/---

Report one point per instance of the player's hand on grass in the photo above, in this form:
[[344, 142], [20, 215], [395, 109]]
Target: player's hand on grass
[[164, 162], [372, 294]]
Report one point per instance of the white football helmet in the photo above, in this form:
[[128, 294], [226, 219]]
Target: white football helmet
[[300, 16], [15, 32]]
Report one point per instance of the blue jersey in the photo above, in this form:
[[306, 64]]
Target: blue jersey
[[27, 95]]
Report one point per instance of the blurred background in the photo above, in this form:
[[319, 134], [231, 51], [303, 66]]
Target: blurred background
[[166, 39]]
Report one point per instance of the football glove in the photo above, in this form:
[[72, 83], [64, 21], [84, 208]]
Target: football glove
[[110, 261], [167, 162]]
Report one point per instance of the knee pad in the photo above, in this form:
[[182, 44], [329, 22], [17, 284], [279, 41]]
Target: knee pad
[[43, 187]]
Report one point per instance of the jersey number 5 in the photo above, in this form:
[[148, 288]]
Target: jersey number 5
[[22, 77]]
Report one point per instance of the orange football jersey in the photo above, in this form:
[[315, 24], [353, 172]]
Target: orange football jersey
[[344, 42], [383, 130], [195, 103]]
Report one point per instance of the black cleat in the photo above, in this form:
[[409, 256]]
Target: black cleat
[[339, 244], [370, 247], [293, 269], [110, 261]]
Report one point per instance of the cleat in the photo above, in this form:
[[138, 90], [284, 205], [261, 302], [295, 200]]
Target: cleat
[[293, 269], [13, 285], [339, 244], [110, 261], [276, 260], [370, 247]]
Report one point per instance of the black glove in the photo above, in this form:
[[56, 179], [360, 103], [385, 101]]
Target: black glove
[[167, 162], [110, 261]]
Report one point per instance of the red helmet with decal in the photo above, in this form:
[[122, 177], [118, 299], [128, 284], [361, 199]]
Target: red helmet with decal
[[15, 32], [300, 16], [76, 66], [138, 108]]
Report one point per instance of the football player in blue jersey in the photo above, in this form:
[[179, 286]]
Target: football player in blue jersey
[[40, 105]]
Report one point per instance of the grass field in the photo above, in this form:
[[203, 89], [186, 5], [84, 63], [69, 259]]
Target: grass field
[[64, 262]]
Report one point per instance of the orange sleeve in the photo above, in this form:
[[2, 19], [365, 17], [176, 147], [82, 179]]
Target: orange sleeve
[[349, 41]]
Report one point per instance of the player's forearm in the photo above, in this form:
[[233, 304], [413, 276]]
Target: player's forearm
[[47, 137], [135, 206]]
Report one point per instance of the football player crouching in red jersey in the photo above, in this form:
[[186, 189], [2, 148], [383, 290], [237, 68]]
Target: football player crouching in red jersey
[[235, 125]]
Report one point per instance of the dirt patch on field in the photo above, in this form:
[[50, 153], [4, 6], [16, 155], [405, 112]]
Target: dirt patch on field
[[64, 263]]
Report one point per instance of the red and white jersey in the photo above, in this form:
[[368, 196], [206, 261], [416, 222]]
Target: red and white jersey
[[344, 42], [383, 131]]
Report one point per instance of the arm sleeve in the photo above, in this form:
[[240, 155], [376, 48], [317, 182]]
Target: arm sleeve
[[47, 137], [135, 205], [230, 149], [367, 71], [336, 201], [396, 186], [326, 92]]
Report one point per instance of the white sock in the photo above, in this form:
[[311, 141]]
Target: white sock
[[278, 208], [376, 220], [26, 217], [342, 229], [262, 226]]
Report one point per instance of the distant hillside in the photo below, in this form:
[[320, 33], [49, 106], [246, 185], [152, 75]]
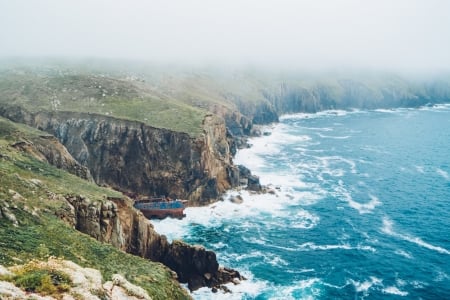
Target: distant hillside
[[179, 98]]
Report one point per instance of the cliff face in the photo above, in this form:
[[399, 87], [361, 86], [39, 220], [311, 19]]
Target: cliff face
[[117, 223], [48, 149], [135, 158]]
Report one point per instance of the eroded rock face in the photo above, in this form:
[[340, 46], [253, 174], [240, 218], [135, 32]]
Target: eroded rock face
[[48, 149], [117, 223], [135, 158]]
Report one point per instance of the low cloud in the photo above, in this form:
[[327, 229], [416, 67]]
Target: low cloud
[[402, 34]]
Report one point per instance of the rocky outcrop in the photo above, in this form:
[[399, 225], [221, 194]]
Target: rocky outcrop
[[86, 283], [48, 149], [135, 158], [117, 223]]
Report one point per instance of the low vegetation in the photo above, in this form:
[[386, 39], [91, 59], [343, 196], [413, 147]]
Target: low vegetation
[[30, 193]]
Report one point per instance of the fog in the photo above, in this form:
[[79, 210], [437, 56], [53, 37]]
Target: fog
[[400, 34]]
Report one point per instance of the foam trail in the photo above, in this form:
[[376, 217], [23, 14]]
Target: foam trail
[[312, 246], [443, 173], [363, 287], [394, 291], [333, 137], [420, 169], [388, 229]]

\---

§ **Exercise instructions**
Leave out the pictures and reproduce the rest of the listing exactly.

§ **Problem solution**
Report one point per instance of the player's hand on grass in the photo above, in this form:
[[344, 142], [20, 215], [395, 109]]
Target: player's hand on grass
[[164, 162], [372, 294]]
Report one point per instance of the white football helmet in the photo above, in this form:
[[128, 294], [226, 219]]
Target: white football helmet
[[300, 16], [15, 32]]
Report one point per instance of the blue jersey in the photo above, in this form:
[[306, 64]]
Target: blue jersey
[[27, 95]]
Report one point per instance of the blurred background in the photo above, in this form:
[[319, 134], [231, 51], [303, 66]]
Target: blurred background
[[166, 39]]
Report one point per instance of the football glove in the photo above, in this form:
[[72, 83], [64, 21], [84, 208]]
Target: football glove
[[110, 261], [167, 162]]
Report one point per instance of the knee pad in the photo above, in this form:
[[182, 44], [329, 22], [17, 284], [279, 41]]
Target: knee pad
[[43, 187]]
Report one point per instance of the jersey number 5 in the photo above, in this form:
[[148, 288]]
Target: jersey number 5
[[22, 77]]
Report one point per instance of the orange football jersey in the photo above, in this form:
[[315, 24], [353, 172]]
Target: orange football jersey
[[344, 42], [383, 130], [195, 103]]
Report one point per instance of the black cleat in the photo above, in this form:
[[409, 256]]
Target: black cleat
[[339, 244], [370, 247], [293, 269], [110, 261]]
Report one point per instance of the cleat in the photo above, in this form:
[[138, 90], [284, 205], [261, 302], [295, 200]]
Target: cleat
[[293, 269], [13, 285], [339, 244], [110, 261], [276, 260], [370, 247]]
Report one point per instance of the black glove in the photo above, in this form:
[[56, 179], [360, 103], [385, 101]]
Target: black glove
[[167, 162], [110, 261]]
Report one point per instance of the red helmet with decal in the photo above, in this form:
[[122, 177], [118, 299], [128, 284], [361, 199]]
Target: red helmet with decal
[[15, 32], [300, 16], [76, 66], [138, 108]]
Report one point per instance of the football player in blue jersey in the photo above, in this form:
[[179, 286]]
Target: football player in blue jersey
[[40, 105]]
Report one point per instance of the grass field in the photo above, in this form:
[[203, 89], [186, 5], [84, 63], [69, 259]]
Target: grass field
[[64, 262]]
Report one point per instance of the orange sleeve in the photo above, in this form:
[[2, 19], [365, 17], [176, 147], [82, 179]]
Target: orange sleeve
[[349, 41]]
Report one point per instance of the player's forearm in the photo above, in this form:
[[233, 304], [413, 276]]
Target: player's forearm
[[47, 137], [135, 206]]
Report one point per instance of the football player crouching in red jersey in the photo above, in this form:
[[186, 189], [2, 148], [383, 290], [237, 68]]
Target: football player crouching in red jersey
[[235, 125]]
Report one point per instance of the dirt patch on field in the photo above, in this form:
[[50, 153], [4, 6], [16, 155], [405, 112]]
Target: dirt patch on field
[[64, 263]]
Report one point per instance of the red and white jersey in the photo above, in this form:
[[368, 196], [206, 261], [416, 222]]
Target: red and white jersey
[[344, 42], [383, 131]]
Report one point per instance of the arm sleeve in the photo above, in this form:
[[240, 155], [376, 48], [317, 182]]
Target: arm sleeve
[[47, 137], [135, 205], [230, 149], [367, 71], [336, 201], [396, 186], [326, 92]]
Report one point per instance of the white sock in the photo above, in this form:
[[311, 141]]
Target: white sock
[[278, 208], [376, 220], [26, 217], [342, 229], [262, 226]]
Report one point per instance of the distant hillside in the photo below, in this form:
[[320, 33], [49, 106], [246, 185], [152, 75]]
Target: distant hillside
[[179, 98]]
Report one point per instance of the cliff face in the photo above, in this form:
[[399, 87], [361, 86], [39, 220], [311, 19]]
Target: cliff face
[[117, 223], [48, 149], [135, 158]]
Report one point per instance of the eroded rock face in the photo above, in this form:
[[340, 46], [253, 174], [240, 218], [135, 32]]
Target: eroded rock face
[[48, 149], [117, 223], [135, 158]]
Report one point per instance of the low cloud in the photo above, in this form:
[[327, 229], [416, 67]]
Target: low cloud
[[402, 34]]
Report one point per instance of the rocky outcrop in the photo above, in this form:
[[399, 225], [221, 194]]
Target: rocky outcrop
[[86, 283], [48, 149], [135, 158], [117, 223]]
Report one point per instance of the low vegetation in the photo above, in this form:
[[386, 39], [91, 59], [343, 196], [413, 147]]
Target: low vegetation
[[30, 193]]
Report one point per instance of the fog in the photo above, in this form:
[[79, 210], [437, 56], [53, 37]]
Target: fog
[[400, 34]]
Report one point per instance of the foam trail in the photo above, in this form:
[[376, 217], [23, 14]]
Target: foam trail
[[312, 246], [443, 173], [363, 287], [394, 291], [333, 137], [420, 169], [388, 229]]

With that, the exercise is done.